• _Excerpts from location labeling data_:
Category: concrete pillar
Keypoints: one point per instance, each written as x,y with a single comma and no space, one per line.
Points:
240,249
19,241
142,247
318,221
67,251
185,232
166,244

• _TASK_: Please transcribe the listing above line for line, leaving every character unchanged.

• _ANSWER BELOW_:
Category: concrete pillar
Keypoints: one point per instance, each written as x,y with a single comma and no space, one per line.
Points:
240,249
19,241
142,247
318,221
67,251
185,232
166,244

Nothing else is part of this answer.